Source passage section start

Existing multiscale infectious disease models often lack a statistically principled design, making it challenging to integrate within-host viral load dynamics with between-host transmission processes. This work proposes a novel multiscale Bayesian framework that jointly models heterogeneous individual viral load trajectories and stochastic within-household transmission, uniquely embedding viral kinetic data directly into the inference pipeline of the transmission model. By employing a “cut” strategy to enforce unidirectional information flow, the approach preserves parameter identifiability while enhancing computational efficiency. Empirical results demonstrate that high-frequency viral load sampling enables unbiased parameter estimation, and under sparse sampling regimes, incorporating external priors on viral load dynamics substantially reduces estimation bias.

Infectious disease dynamics operate across multiple biological scales, with within-host viral dynamics being a key driver of between-host transmission. However, while models that explicitly link these scales exist, none have been developed with statistical inference as a primary goal. In this paper we propose a multiscale model that jointly captures heterogeneous individual-level viral load trajectories and stochastic household transmission, and develop efficient inference methods to fit it to data. Since full joint inference is computationally difficult, we employ a cut approach that passes information from the within-host to the between-host model but not vice versa. This enables the data on viral loads to inform the transmission parameters such as the infection times and symptom onset thresholds. We evaluate the framework on simulated household outbreak data, assessing parameter recovery, computational efficiency, and the effect of viral load sampling frequency on inference quality. Parameter recovery is unbiased when the sampling frequency of the viral loads is high enough. When sampling is sparse, some bias is introduced, but incorporating external viral load data can mitigate this.

Source passage section end
Extracted material section start

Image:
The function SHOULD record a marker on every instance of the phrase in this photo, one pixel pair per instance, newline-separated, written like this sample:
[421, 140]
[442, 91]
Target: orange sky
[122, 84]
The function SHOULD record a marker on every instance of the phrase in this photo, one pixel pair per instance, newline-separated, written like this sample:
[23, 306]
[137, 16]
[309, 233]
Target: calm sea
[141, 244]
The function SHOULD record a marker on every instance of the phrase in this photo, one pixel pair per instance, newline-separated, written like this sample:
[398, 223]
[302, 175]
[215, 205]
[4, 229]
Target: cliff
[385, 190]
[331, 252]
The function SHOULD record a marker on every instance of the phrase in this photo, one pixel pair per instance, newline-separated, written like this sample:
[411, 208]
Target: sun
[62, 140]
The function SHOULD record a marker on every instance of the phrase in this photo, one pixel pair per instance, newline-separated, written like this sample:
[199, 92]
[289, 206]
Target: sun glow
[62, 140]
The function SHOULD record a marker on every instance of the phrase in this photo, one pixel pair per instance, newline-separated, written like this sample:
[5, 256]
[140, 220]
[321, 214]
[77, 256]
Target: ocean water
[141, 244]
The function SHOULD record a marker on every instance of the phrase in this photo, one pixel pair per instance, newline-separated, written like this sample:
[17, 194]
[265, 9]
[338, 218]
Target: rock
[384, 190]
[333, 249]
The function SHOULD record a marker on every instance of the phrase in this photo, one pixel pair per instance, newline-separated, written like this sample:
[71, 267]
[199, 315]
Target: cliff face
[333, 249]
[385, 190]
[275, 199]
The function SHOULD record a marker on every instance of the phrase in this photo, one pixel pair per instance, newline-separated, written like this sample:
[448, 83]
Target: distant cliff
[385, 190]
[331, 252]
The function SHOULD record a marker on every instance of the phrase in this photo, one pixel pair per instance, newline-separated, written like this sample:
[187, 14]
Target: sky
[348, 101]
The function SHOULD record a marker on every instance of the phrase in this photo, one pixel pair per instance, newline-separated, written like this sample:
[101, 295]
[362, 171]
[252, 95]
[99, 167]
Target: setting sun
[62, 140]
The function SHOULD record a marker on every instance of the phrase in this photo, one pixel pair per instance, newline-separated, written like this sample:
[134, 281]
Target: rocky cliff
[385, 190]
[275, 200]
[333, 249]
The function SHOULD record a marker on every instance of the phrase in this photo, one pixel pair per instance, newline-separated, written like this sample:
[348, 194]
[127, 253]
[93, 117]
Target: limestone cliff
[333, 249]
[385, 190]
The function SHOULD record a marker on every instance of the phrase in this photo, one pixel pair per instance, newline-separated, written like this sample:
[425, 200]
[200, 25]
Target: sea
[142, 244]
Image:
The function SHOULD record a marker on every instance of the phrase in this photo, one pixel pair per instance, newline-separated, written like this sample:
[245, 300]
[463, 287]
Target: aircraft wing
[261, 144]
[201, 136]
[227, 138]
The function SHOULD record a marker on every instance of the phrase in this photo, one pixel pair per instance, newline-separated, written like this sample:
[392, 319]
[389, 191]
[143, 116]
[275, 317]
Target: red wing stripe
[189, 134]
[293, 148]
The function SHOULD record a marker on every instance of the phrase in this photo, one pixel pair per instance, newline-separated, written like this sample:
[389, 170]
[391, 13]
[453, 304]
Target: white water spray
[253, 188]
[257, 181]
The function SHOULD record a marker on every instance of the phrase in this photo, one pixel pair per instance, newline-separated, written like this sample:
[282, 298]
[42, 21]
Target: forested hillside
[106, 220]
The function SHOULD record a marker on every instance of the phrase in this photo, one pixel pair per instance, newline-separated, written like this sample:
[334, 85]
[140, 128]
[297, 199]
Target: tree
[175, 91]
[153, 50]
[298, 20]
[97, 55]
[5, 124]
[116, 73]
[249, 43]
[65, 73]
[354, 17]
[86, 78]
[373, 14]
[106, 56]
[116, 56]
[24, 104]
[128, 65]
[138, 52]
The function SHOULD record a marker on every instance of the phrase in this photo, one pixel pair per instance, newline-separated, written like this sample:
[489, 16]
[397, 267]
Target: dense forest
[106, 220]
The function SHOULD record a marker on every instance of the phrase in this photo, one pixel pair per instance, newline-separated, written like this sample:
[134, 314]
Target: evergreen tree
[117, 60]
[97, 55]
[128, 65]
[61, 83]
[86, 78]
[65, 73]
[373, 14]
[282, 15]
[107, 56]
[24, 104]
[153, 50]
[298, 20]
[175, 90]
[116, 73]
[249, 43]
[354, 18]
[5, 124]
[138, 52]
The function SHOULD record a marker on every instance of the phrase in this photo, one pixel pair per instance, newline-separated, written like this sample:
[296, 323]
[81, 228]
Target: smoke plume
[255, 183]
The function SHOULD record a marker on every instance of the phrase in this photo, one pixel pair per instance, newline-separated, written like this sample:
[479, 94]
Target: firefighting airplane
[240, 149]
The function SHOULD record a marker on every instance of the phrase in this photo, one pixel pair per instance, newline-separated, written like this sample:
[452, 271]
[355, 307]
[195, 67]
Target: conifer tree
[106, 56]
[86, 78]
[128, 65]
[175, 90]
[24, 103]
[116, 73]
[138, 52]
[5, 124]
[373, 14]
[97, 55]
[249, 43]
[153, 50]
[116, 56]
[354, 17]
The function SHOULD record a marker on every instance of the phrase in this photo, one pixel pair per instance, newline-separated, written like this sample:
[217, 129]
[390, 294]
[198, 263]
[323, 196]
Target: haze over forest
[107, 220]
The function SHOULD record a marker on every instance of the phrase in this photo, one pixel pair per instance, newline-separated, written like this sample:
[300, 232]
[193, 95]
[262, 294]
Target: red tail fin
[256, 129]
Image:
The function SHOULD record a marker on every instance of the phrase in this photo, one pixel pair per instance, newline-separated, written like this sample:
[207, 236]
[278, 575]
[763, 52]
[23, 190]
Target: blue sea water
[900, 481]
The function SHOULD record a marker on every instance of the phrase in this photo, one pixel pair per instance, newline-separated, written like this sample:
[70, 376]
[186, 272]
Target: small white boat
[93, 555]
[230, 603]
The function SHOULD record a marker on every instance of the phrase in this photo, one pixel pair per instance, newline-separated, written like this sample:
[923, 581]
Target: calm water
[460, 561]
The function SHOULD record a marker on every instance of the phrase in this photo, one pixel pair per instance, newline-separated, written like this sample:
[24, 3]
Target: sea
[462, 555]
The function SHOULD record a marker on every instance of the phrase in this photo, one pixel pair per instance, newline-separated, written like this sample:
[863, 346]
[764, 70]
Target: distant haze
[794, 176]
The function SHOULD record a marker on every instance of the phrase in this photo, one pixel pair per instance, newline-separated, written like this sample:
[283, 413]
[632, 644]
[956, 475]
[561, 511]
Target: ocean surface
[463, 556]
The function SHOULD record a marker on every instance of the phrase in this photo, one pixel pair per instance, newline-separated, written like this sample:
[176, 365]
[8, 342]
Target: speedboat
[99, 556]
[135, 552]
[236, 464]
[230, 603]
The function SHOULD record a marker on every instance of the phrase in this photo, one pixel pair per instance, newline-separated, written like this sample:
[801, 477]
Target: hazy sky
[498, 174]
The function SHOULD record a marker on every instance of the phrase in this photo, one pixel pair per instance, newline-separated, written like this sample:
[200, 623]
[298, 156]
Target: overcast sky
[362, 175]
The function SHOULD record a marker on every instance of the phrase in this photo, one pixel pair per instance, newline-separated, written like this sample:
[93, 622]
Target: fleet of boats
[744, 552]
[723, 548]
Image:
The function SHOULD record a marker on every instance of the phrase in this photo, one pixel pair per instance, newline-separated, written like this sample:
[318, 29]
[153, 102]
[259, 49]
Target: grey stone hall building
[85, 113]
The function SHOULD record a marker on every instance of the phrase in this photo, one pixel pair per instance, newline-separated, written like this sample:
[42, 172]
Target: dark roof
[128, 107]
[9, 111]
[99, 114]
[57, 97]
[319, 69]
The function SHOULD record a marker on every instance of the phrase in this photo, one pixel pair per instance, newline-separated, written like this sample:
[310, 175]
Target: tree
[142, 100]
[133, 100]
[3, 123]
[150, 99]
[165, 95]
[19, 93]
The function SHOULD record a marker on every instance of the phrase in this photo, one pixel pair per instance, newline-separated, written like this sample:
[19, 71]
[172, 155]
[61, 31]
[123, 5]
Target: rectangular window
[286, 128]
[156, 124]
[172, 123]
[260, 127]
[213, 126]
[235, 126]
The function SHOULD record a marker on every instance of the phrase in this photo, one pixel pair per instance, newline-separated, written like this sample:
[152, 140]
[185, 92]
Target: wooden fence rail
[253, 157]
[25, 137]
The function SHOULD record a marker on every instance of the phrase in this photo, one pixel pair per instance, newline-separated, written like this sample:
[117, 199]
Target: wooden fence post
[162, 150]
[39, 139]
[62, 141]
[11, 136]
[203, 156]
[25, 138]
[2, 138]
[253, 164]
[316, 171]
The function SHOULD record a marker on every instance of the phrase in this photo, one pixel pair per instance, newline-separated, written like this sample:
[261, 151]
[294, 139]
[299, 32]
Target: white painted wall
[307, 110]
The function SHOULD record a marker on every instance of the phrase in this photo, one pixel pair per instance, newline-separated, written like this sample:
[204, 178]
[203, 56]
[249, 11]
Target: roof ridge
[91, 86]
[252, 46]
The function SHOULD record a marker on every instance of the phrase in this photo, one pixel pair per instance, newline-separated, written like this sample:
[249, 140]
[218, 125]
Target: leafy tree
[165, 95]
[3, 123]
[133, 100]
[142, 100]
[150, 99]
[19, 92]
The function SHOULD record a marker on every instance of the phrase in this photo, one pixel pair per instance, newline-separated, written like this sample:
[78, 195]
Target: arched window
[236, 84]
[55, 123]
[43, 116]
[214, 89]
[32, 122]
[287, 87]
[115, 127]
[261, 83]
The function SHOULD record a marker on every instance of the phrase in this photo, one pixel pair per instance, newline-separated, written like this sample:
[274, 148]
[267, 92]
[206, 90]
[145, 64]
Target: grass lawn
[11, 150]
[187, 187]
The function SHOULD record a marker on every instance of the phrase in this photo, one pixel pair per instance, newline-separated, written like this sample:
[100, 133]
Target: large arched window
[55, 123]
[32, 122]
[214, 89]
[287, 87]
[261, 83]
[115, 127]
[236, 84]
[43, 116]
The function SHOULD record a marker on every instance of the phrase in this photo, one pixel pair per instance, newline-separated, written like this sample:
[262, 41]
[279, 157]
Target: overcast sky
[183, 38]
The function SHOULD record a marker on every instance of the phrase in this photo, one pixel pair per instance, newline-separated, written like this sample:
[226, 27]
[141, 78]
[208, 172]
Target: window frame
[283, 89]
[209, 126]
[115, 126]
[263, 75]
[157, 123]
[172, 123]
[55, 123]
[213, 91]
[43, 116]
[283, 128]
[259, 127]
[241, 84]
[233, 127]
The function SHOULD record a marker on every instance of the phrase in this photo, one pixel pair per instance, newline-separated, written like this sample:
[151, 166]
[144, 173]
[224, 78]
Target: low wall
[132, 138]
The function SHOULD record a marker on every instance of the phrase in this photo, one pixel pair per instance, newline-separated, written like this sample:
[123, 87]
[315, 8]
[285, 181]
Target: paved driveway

Extracted material section end

**Task goal:** Render this sentence from the passage on multiscale disease models in Spanish: "Parameter recovery is unbiased when the sampling frequency of the viral loads is high enough." Please draw only on the passage on multiscale disease models, not on the data.

**Expected output:** La recuperación de parámetros es insesgada cuando la frecuencia de muestreo de las cargas virales es lo suficientemente alta.